Pointing records
--- Begin ---

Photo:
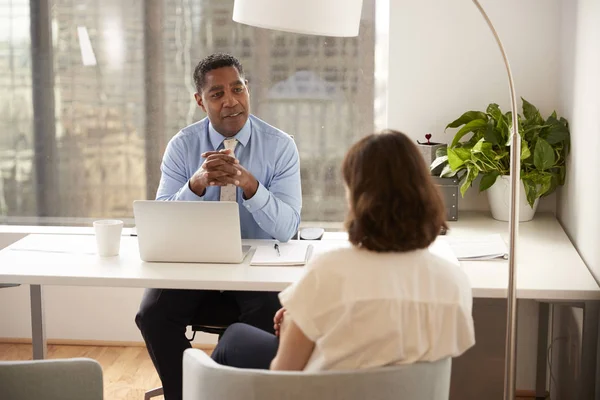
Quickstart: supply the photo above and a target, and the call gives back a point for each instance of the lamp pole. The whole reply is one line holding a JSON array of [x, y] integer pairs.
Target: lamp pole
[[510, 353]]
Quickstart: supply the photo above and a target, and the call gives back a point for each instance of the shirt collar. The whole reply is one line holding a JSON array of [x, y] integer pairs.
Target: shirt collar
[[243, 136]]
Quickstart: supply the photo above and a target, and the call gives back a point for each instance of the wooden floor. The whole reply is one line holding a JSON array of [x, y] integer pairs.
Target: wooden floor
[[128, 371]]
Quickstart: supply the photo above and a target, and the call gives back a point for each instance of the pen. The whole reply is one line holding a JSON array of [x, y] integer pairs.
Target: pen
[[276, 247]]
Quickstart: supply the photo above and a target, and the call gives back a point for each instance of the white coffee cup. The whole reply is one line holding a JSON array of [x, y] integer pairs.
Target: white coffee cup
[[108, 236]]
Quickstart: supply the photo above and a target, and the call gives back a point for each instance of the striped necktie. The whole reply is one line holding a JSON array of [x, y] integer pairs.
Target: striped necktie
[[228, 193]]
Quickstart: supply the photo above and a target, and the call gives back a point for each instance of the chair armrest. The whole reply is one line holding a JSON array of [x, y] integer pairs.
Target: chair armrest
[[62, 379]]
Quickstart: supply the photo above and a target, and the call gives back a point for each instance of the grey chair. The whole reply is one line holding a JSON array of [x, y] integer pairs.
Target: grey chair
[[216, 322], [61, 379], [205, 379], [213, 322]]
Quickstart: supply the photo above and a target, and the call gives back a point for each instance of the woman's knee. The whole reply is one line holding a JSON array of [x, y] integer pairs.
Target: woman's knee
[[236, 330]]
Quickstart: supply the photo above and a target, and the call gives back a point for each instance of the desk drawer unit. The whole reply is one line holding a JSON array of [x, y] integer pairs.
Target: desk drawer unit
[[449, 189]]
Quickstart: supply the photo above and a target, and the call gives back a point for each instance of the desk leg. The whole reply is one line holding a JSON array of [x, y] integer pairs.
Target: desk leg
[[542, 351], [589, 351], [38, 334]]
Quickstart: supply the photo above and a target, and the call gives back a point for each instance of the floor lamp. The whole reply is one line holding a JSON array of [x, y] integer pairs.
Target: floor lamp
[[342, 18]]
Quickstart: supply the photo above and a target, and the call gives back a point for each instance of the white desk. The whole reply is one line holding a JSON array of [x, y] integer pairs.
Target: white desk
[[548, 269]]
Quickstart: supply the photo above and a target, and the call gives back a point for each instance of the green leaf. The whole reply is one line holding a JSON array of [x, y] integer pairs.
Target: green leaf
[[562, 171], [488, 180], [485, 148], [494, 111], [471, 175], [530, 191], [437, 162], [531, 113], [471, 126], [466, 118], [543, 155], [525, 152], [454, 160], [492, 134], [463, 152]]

--- End ---
--- Begin ---

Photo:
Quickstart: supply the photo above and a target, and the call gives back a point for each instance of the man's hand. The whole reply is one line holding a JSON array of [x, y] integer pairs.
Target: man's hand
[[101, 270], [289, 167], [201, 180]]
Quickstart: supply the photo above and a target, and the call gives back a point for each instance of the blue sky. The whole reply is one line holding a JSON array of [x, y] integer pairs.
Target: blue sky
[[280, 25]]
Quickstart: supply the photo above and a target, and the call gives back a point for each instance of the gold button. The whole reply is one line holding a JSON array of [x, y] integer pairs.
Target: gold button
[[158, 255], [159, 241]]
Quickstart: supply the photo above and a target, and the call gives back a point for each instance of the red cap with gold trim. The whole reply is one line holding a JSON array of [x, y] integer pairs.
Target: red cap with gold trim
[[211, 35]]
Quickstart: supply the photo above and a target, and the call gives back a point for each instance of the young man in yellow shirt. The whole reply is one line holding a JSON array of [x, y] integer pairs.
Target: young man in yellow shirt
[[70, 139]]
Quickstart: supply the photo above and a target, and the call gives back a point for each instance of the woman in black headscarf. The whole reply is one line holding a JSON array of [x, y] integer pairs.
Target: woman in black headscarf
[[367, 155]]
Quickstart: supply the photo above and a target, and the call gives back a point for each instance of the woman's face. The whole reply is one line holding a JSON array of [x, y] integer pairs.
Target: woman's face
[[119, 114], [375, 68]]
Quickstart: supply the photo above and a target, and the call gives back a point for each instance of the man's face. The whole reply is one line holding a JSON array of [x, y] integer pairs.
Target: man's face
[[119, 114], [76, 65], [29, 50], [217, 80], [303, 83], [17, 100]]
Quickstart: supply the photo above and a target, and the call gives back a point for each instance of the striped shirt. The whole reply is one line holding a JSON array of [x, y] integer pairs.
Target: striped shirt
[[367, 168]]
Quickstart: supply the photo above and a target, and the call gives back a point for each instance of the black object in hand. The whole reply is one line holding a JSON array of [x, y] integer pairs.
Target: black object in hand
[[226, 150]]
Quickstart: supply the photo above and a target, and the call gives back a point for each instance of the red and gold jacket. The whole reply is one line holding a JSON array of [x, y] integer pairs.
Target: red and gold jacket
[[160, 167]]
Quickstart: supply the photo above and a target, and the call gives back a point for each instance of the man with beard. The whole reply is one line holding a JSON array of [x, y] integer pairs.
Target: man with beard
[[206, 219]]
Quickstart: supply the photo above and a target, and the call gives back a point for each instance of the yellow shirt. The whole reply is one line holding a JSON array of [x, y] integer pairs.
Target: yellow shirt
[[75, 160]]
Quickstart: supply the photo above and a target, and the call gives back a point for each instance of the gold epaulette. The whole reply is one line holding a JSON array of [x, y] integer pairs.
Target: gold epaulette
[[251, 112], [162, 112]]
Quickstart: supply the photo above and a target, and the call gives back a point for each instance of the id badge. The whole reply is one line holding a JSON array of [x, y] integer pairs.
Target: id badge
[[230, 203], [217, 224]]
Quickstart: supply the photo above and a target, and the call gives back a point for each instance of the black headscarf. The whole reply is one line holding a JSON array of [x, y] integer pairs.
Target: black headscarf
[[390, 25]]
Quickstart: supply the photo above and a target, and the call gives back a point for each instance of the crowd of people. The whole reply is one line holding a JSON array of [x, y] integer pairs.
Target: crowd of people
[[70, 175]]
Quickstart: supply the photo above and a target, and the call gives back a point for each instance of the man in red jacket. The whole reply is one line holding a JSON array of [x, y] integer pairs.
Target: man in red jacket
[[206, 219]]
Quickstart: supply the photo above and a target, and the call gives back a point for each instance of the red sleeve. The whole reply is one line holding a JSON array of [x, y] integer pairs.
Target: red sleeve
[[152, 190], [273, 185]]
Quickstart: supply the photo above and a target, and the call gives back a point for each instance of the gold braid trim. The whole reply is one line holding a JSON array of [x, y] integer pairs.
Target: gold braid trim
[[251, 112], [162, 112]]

--- End ---
--- Begin ---

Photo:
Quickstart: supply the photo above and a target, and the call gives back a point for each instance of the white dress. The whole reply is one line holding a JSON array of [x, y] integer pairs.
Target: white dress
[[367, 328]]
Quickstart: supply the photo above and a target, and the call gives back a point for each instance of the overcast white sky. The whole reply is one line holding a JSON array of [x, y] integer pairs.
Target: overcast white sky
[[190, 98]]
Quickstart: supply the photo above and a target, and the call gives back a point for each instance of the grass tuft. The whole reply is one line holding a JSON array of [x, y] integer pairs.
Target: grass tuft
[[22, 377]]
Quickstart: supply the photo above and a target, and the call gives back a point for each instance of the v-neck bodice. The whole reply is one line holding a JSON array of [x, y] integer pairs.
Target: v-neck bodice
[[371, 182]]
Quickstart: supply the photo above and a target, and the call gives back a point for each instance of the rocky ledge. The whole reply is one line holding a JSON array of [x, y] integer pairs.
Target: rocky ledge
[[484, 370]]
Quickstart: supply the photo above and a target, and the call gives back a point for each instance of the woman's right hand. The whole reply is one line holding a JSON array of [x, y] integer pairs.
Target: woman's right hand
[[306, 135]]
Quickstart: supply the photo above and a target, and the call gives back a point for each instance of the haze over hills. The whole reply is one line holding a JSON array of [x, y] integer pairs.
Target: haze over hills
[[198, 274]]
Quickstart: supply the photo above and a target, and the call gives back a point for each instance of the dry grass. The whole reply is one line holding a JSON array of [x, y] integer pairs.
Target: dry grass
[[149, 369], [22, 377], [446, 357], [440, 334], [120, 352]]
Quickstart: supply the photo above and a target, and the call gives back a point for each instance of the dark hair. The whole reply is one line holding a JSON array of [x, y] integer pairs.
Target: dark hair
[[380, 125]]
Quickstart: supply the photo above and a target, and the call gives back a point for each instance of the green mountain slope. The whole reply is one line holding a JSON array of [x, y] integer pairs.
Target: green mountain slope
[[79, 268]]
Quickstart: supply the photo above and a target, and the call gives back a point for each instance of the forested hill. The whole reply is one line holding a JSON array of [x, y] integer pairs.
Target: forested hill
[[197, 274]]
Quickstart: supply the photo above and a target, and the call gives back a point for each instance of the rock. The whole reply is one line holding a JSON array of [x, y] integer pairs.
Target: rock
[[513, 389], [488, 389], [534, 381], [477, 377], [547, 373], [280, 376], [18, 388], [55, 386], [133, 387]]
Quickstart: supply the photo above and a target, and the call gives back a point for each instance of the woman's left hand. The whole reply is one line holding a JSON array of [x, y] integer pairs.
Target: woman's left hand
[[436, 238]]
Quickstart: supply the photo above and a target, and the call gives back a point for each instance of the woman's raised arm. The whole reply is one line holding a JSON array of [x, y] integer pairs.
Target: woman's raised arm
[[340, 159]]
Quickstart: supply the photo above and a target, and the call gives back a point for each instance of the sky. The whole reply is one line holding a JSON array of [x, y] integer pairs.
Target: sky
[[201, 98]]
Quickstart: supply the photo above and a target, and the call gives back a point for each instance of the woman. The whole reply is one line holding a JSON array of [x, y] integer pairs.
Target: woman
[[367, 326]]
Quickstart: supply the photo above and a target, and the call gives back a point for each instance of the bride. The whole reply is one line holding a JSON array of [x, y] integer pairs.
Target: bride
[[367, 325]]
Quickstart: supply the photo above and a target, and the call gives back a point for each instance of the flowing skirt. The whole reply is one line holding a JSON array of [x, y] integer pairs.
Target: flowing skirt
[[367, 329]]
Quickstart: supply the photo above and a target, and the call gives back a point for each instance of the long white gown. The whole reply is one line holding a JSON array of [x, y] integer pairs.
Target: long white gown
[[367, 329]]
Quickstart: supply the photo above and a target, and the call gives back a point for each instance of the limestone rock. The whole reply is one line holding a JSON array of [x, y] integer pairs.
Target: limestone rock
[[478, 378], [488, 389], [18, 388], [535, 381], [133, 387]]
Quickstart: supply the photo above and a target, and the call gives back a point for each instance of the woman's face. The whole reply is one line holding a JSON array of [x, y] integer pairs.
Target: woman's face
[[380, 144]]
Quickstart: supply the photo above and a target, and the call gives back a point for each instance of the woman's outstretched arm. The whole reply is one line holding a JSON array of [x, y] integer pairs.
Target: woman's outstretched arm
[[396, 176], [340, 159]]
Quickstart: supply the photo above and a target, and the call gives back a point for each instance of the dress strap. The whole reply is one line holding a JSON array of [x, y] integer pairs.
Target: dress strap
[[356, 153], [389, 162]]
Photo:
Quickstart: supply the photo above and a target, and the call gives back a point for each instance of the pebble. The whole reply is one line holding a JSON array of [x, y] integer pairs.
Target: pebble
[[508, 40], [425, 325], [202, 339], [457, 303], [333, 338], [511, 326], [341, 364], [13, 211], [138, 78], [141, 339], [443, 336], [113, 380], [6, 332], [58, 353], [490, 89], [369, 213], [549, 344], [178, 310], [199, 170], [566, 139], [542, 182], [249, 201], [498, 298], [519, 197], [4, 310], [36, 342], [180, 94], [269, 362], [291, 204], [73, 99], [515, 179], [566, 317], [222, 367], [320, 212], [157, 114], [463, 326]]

--- End ---

▶ **YOUR GOAL**: Could you repeat everything from the line containing "of the long" down to the line containing "114], [463, 326]]", switching "woman's" to "lady's" and changing nothing else?

▶ **SOLUTION FOR THIS TASK**:
Quickstart: supply the photo above and a target, and the call gives back a point for each instance of the long white gown. The whole reply is one line holding a JSON array of [x, y] integer pairs.
Target: long white gown
[[367, 329]]
Quickstart: supply the photo above and a target, and the call gives back a point for each instance of the limestone rock. The whole reply is one line holding a JSON array of [x, y] integer pairs.
Target: limestone rock
[[478, 378], [488, 389], [18, 388], [535, 381], [133, 387]]
Quickstart: supply the photo above and a target, and the call gives back a point for each instance of the lady's face. The whole reply is one line holding a JSON array of [x, y] integer pairs.
Target: lady's face
[[380, 144]]
Quickstart: supply the photo above and a target, and the call gives back a point for each instance of the lady's outstretched arm. The whole reply is one line holding a JSON array of [x, y] integer pairs.
Target: lady's outstretched arm
[[396, 176], [340, 159]]
Quickstart: supply the photo above and a target, and the call gives back a point for each instance of the dress strap. The whole reply is one line holding a JSON array of [x, y] integer pairs.
Target: dress strap
[[356, 153], [389, 162]]
Photo:
Quickstart: supply the photo above and a target, and the call gives back a point for each instance of the pebble. The whole reply is one line holding a JSON array of [x, y] integer pairs.
Target: pebble
[[508, 40], [425, 325], [202, 339], [457, 303], [333, 338], [511, 326], [341, 364], [13, 211], [138, 78], [141, 339], [443, 336], [113, 380], [6, 332], [58, 353], [490, 89], [369, 213], [549, 344], [178, 310], [199, 170], [566, 139], [542, 182], [249, 201], [498, 298], [519, 197], [4, 310], [36, 342], [180, 94], [269, 362], [291, 204], [73, 99], [515, 179], [566, 317], [222, 367], [320, 212], [157, 114], [463, 326]]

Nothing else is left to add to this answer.